Records:

** Begin **

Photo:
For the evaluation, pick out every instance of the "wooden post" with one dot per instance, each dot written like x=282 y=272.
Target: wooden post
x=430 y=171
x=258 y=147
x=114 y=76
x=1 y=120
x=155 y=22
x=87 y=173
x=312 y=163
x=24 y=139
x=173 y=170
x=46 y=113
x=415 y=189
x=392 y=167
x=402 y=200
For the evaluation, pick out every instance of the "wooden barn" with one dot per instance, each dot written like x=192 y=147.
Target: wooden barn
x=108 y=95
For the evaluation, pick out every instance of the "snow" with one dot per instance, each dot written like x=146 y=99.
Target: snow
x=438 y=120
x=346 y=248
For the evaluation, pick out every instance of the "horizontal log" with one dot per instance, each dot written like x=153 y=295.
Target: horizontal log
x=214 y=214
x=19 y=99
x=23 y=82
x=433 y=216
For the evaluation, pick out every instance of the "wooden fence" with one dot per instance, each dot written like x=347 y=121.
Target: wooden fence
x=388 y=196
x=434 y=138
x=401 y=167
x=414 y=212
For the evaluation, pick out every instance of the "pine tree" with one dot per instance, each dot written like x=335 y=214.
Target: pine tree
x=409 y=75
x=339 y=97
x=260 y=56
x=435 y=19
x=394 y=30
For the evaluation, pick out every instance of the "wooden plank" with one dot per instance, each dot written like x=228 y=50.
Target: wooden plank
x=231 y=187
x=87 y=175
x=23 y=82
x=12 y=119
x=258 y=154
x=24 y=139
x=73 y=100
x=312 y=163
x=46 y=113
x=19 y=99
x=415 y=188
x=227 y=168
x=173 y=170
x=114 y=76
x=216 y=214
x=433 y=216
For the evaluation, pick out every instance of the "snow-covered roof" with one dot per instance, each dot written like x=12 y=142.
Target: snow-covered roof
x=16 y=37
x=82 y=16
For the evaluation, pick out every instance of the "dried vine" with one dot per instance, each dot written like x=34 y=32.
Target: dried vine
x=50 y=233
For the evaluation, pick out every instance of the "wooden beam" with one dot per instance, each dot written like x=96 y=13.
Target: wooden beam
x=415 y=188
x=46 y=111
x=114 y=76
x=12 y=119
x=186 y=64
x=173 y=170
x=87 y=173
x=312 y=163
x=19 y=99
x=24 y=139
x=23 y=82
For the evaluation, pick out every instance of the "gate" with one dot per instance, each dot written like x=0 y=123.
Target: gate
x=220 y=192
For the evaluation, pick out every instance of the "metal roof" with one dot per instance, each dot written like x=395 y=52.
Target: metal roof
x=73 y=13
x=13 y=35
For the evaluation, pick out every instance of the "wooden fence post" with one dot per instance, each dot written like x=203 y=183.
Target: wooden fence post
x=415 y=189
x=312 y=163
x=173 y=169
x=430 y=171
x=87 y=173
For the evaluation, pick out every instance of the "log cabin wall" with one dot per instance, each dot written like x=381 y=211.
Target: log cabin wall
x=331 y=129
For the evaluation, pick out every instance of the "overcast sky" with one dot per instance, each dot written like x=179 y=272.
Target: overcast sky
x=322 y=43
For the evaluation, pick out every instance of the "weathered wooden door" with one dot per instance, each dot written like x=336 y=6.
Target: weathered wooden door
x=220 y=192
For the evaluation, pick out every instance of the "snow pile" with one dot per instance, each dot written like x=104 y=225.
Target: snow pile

** End **

Could you render the listing above as a JSON list of strings, one string per line, leaving out any blank lines?

**Written answer**
[
  "Photo:",
  "For the evaluation, pick out every instance of the \"wooden post\" with one dot per instance, each dot written like x=282 y=272.",
  "Target: wooden post",
  "x=430 y=171",
  "x=258 y=147",
  "x=114 y=76",
  "x=1 y=120",
  "x=155 y=22",
  "x=87 y=173",
  "x=312 y=163",
  "x=24 y=139",
  "x=173 y=170",
  "x=46 y=113",
  "x=415 y=189",
  "x=392 y=167",
  "x=402 y=200",
  "For the evaluation, pick out every instance of the \"wooden barn\" with one dot per instance, each dot written like x=192 y=147.",
  "Target: wooden barn",
  "x=108 y=95",
  "For the evaluation, pick out every instance of the \"snow\" with one dot per instance, each dot written like x=146 y=99.",
  "Target: snow",
  "x=438 y=120",
  "x=346 y=248",
  "For the evaluation, pick out every instance of the \"horizontal log\" with one dot per instance, each dot written like x=153 y=295.",
  "Target: horizontal log",
  "x=214 y=214",
  "x=19 y=99",
  "x=23 y=82",
  "x=433 y=216",
  "For the evaluation, pick out every instance of the \"wooden fence\" with one dot per instance, each dot written like x=347 y=121.",
  "Target: wooden fence",
  "x=388 y=196",
  "x=434 y=138",
  "x=401 y=167",
  "x=414 y=212",
  "For the evaluation, pick out every instance of the \"pine tree\" with one dot per instance, each dot written like x=335 y=214.",
  "Target: pine tree",
  "x=409 y=75",
  "x=339 y=97",
  "x=260 y=56",
  "x=435 y=19",
  "x=394 y=30",
  "For the evaluation, pick out every instance of the \"wooden plank\" with one dot per instance, each dot written like x=228 y=50.",
  "Target: wooden plank",
  "x=231 y=187",
  "x=87 y=175",
  "x=23 y=82",
  "x=12 y=119",
  "x=258 y=154",
  "x=24 y=139",
  "x=73 y=100",
  "x=312 y=163",
  "x=46 y=113",
  "x=19 y=99",
  "x=415 y=188",
  "x=227 y=168",
  "x=173 y=170",
  "x=114 y=76",
  "x=216 y=214",
  "x=433 y=216",
  "For the evaluation, pick out every instance of the \"snow-covered roof\" with one dot per instance, each dot written like x=12 y=142.",
  "Target: snow-covered roof",
  "x=16 y=37",
  "x=82 y=16",
  "For the evaluation, pick out every instance of the \"dried vine\" with one dot per instance, each dot written like x=34 y=32.",
  "Target: dried vine",
  "x=50 y=233",
  "For the evaluation, pick out every instance of the \"wooden beam\" with one dot per instance, each dot written like x=96 y=13.",
  "Target: wooden beam",
  "x=415 y=188",
  "x=46 y=111",
  "x=114 y=76",
  "x=12 y=119",
  "x=186 y=64",
  "x=173 y=170",
  "x=87 y=173",
  "x=312 y=163",
  "x=19 y=99",
  "x=24 y=139",
  "x=23 y=82",
  "For the evaluation, pick out every instance of the \"gate\" with one dot per instance, each dot written like x=0 y=123.",
  "Target: gate",
  "x=220 y=192",
  "For the evaluation, pick out every instance of the \"metal roof\" with one dot per instance, each dot written like x=395 y=52.",
  "Target: metal roof",
  "x=73 y=13",
  "x=13 y=35",
  "For the evaluation, pick out every instance of the \"wooden fence post\" with one dot per instance, each dot written like x=203 y=183.",
  "Target: wooden fence post",
  "x=415 y=189",
  "x=312 y=163",
  "x=173 y=169",
  "x=430 y=171",
  "x=87 y=173",
  "For the evaluation, pick out every instance of the \"log cabin wall\" with one dot per instance, each dot written like x=381 y=211.",
  "Target: log cabin wall",
  "x=331 y=129",
  "For the evaluation, pick out every instance of the \"overcast sky\" with one dot per instance, each dot written like x=179 y=272.",
  "Target: overcast sky",
  "x=322 y=43",
  "For the evaluation, pick out every instance of the \"weathered wooden door\" with one dot per instance, each dot written like x=336 y=6.",
  "Target: weathered wooden door",
  "x=220 y=192",
  "For the evaluation, pick out every instance of the \"snow pile\" with one dot per instance, each dot written like x=104 y=225.",
  "Target: snow pile"
]